▶ _Exercise goal_
Reproduce the listing word for word, from its first line through the line containing "[3,41,117,129]", including that line, and omit the pictures from your reply.

— START Recorded information —

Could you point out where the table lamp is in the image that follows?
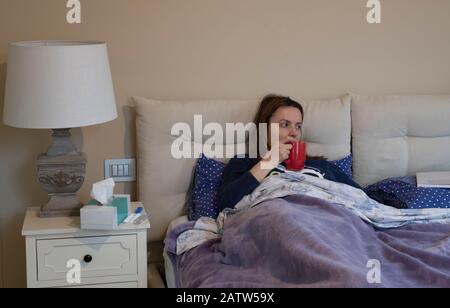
[3,41,117,217]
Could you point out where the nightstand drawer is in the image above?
[36,234,138,281]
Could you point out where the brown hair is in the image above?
[253,94,326,160]
[254,94,304,126]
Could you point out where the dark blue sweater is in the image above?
[218,158,361,210]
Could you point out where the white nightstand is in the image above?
[22,202,150,288]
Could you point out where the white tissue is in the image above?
[91,178,116,205]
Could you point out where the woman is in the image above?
[218,95,361,210]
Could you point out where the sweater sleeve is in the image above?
[217,158,260,211]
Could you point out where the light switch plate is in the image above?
[105,158,136,183]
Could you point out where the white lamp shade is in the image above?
[3,41,117,129]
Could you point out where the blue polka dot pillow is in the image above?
[365,177,450,209]
[188,155,353,220]
[330,154,353,179]
[188,155,226,220]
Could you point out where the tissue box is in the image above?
[86,195,131,225]
[111,195,131,224]
[80,205,118,230]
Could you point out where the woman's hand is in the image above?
[278,143,292,163]
[250,143,292,182]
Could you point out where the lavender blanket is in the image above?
[166,195,450,288]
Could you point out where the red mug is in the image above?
[285,141,306,171]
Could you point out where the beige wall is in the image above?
[0,0,450,287]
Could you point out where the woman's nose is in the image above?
[289,127,300,138]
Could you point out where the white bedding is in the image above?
[163,216,188,288]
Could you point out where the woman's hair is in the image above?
[254,94,305,126]
[253,94,326,160]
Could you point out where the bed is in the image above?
[134,94,450,287]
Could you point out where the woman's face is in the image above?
[268,107,303,146]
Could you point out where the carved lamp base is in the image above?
[38,129,87,217]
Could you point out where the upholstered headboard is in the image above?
[352,95,450,186]
[134,95,351,241]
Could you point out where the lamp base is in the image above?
[39,194,83,218]
[37,129,87,217]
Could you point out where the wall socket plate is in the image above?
[105,158,136,183]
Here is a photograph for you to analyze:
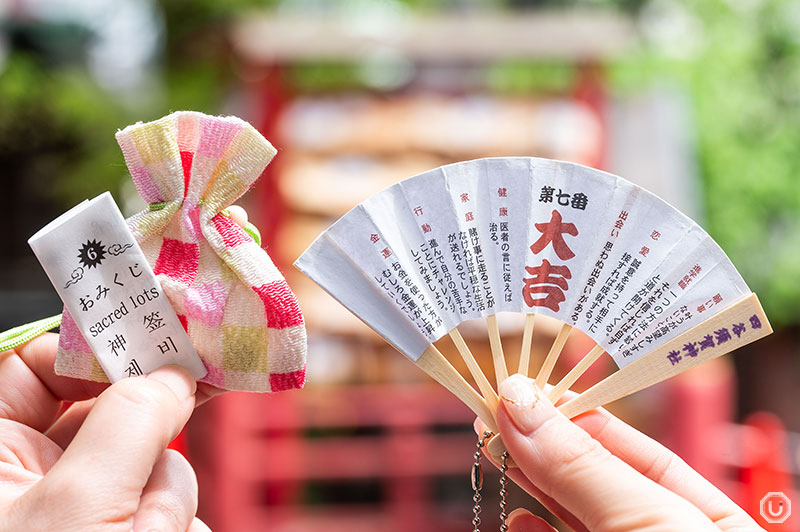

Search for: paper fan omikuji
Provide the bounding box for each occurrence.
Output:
[295,157,772,440]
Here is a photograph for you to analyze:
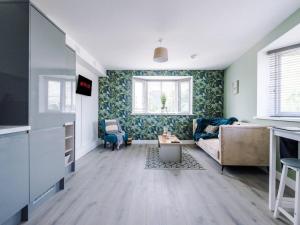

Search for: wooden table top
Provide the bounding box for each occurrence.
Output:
[158,135,182,145]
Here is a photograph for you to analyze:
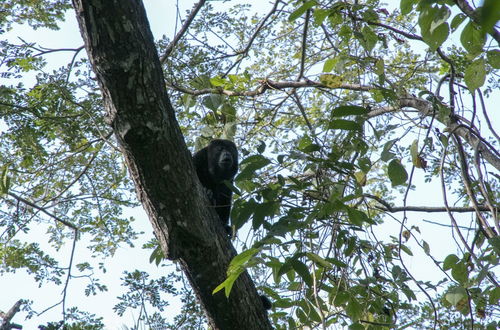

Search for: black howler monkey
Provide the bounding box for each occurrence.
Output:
[193,139,272,310]
[193,139,238,233]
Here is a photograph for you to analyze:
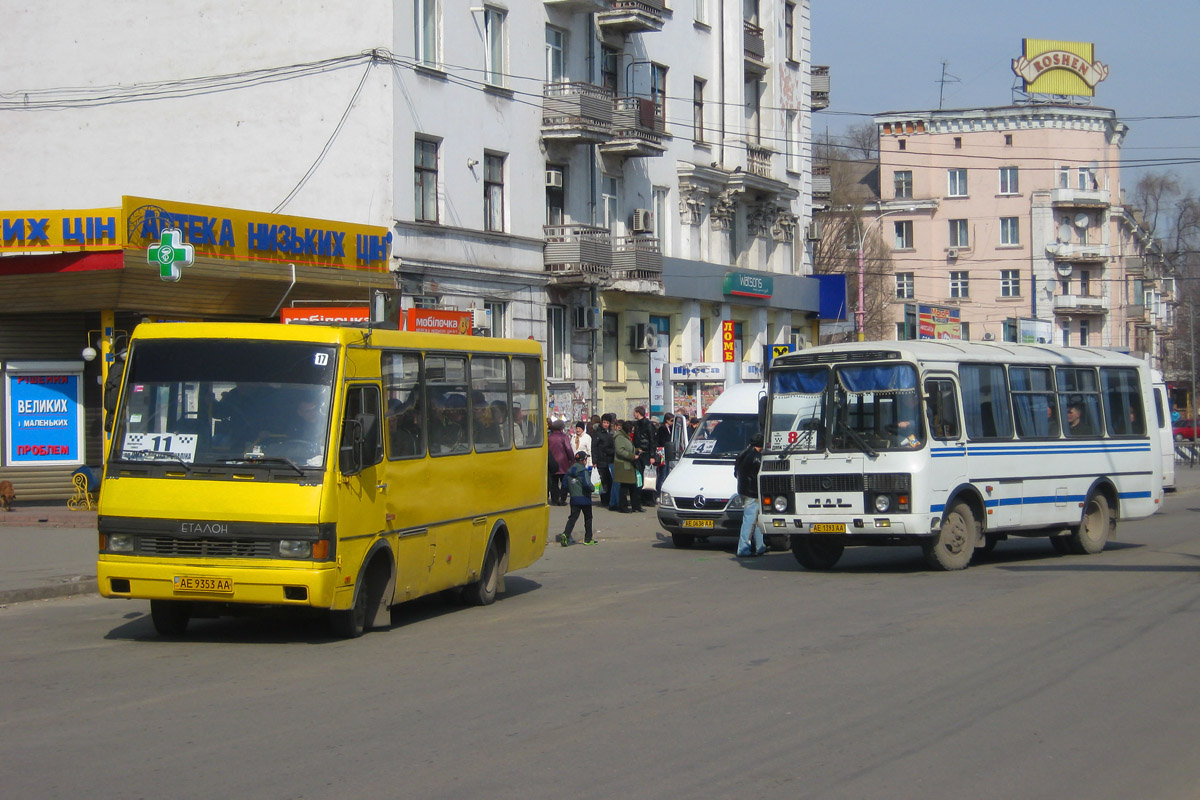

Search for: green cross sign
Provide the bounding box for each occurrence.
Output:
[146,228,196,281]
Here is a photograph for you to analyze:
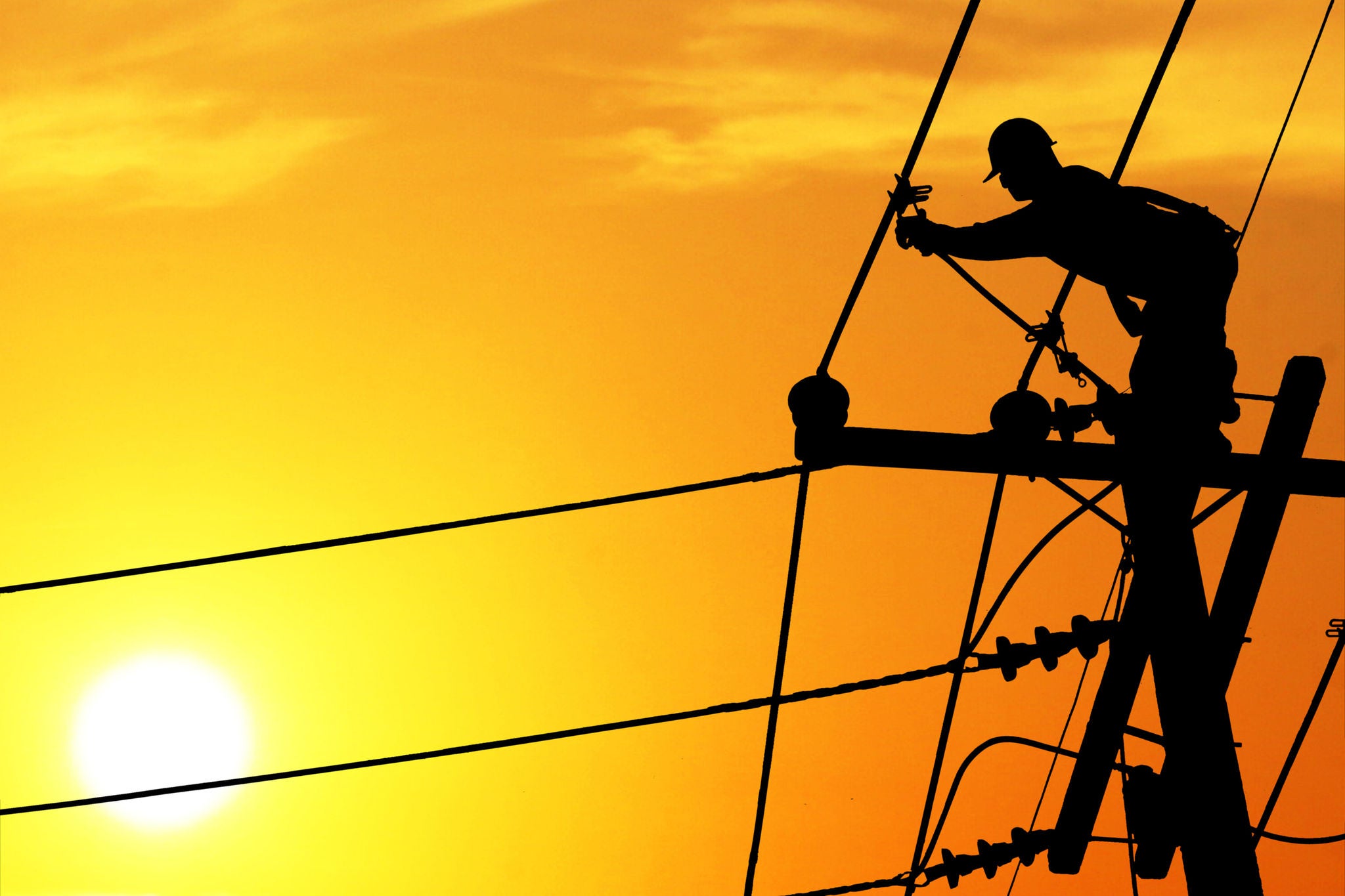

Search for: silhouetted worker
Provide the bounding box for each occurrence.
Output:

— END Recorded information —

▶ _The output_
Could you point out where the table lamp is in the image that follows?
[3,41,117,217]
Could you point out where the nightstand drawer is in the image above?
[36,234,138,281]
Could you point out where the brown hair is in the image above?
[253,94,326,160]
[254,94,304,126]
Could you point out where the dark blue sweater is in the image above?
[218,158,361,210]
Could you point out where the white nightstand is in the image above?
[22,202,150,288]
Could you point out where the white tissue is in the image above?
[91,178,116,205]
Could you point out where the woman is in the image above?
[218,95,361,210]
Could you point out where the sweater sleeve is in the image above?
[217,158,260,211]
Could you point out where the light switch plate is in the image above?
[105,158,136,183]
Could you point out where the white lamp shade is in the image above?
[3,41,117,129]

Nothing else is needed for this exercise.